** START Provided records **

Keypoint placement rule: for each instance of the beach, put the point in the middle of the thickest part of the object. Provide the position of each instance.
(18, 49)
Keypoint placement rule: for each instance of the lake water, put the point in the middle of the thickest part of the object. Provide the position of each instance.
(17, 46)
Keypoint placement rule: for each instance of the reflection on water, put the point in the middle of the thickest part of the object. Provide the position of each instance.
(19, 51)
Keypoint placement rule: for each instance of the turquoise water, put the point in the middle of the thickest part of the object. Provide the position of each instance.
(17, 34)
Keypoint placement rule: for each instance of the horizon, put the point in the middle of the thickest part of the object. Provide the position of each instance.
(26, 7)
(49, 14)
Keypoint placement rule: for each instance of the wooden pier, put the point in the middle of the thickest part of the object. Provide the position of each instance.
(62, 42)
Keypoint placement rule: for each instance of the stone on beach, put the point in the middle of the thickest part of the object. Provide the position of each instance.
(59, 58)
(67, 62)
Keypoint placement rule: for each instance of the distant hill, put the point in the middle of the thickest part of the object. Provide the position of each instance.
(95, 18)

** END Provided records **
** START Provided records **

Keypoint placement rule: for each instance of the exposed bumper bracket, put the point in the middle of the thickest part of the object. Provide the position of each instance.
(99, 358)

** END Provided records **

Written task: How many lines of the entries above contain the string "beach"? Treat case as significant and reply with the number alone.

Answer below: 2